** DATASET ENTRIES **
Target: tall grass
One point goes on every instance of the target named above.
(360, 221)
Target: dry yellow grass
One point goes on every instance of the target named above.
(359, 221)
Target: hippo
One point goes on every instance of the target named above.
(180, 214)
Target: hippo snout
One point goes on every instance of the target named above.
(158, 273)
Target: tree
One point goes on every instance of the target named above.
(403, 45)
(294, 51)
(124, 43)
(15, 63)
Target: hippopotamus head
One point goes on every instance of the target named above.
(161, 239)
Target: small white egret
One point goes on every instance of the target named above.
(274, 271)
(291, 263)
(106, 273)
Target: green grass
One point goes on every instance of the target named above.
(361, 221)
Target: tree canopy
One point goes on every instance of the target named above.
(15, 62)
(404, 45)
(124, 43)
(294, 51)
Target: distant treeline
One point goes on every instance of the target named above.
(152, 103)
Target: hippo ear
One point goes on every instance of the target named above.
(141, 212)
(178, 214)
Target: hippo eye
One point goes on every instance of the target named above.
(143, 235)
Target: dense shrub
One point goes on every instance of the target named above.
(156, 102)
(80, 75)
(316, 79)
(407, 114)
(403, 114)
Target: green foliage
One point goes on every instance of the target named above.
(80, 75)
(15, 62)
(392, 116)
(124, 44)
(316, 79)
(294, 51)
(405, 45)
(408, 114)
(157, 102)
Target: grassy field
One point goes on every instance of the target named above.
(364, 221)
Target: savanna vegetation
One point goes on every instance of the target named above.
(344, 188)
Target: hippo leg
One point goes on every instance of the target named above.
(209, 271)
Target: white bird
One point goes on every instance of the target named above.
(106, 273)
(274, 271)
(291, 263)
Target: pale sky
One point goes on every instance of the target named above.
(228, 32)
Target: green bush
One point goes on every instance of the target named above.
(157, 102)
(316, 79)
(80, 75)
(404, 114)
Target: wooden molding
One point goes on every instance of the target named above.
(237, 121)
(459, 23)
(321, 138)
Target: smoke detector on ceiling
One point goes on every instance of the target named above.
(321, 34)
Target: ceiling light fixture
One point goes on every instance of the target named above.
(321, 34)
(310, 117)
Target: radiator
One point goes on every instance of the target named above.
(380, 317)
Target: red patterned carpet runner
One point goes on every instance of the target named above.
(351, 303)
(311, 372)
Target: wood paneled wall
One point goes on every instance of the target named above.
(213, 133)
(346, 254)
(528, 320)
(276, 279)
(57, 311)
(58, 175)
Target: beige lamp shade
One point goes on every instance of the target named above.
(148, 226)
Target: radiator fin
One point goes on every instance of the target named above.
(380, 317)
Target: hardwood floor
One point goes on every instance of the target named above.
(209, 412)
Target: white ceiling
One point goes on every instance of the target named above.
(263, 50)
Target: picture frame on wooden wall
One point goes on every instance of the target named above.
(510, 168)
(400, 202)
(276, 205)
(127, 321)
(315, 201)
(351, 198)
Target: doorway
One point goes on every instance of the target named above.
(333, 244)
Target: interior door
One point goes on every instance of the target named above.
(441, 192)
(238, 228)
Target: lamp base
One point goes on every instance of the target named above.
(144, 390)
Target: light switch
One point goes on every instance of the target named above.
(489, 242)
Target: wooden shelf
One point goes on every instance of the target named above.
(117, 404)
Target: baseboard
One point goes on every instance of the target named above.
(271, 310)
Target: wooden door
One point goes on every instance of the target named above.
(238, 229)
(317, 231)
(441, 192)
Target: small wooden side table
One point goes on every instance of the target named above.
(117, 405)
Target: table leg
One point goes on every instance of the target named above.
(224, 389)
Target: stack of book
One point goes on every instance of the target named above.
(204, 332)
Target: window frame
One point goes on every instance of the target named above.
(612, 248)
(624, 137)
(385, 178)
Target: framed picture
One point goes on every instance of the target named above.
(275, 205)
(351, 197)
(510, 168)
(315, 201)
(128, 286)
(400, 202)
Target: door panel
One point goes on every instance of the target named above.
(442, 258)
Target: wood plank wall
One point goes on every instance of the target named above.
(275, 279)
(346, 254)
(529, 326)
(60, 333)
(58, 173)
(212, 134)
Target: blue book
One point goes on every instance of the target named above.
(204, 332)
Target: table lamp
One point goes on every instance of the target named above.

** WORK REQUIRED **
Above is a listing; print exactly its lines from the one with "Target: white bird" through the one with "Target: interior door", and no other lines.

** OUTPUT **
Target: white bird
One point goes on every instance of the target named above.
(106, 273)
(274, 271)
(291, 263)
Target: pale sky
One point goes on every instance of the target named above.
(228, 32)
Target: green bush
One point goes on every instance of the target named above.
(157, 102)
(316, 79)
(80, 75)
(404, 114)
Target: wooden molding
One point goes on every instance of the target named above.
(237, 121)
(459, 23)
(321, 138)
Target: smoke detector on ceiling
One point goes on every instance of the target named above.
(321, 34)
Target: ceiling light fixture
One point goes on every instance of the target named above.
(321, 34)
(310, 117)
Target: radiator
One point goes on every instance of the target named above.
(380, 317)
Target: red patterned carpet runner
One point goes on every instance of the target named above.
(351, 303)
(311, 372)
Target: wood paneled wall
One point goes on every instance of the target named above.
(213, 133)
(346, 254)
(528, 320)
(276, 279)
(57, 311)
(58, 175)
Target: beige lamp shade
One point goes on every instance of the target named above.
(148, 226)
Target: radiator fin
One point goes on every instance of the target named above.
(380, 317)
Target: hardwood floor
One point goes on every instance of the target named above.
(209, 412)
Target: white ceiling
One point goes on every instance of the target named above.
(263, 50)
Target: picture frame on wooden wall
One point goes on every instance of the target named above.
(510, 168)
(400, 202)
(276, 205)
(127, 321)
(315, 201)
(351, 198)
Target: doorway
One point goes on every instance of the target named above.
(333, 244)
Target: interior door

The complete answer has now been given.